# WORK TASK
Only an exact copy of the entries will serve as the answer.
RECORDS SHOWN: Begin
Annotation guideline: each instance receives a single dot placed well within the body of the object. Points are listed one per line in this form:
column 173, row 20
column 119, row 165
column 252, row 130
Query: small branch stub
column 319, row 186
RECORDS SHOWN: End
# SOLUTION FOR THIS PROBLEM
Annotation guideline: each instance receives a single dot placed well within the body of the object. Points are listed one per line in this form:
column 173, row 20
column 119, row 165
column 252, row 130
Query: small branch stub
column 319, row 186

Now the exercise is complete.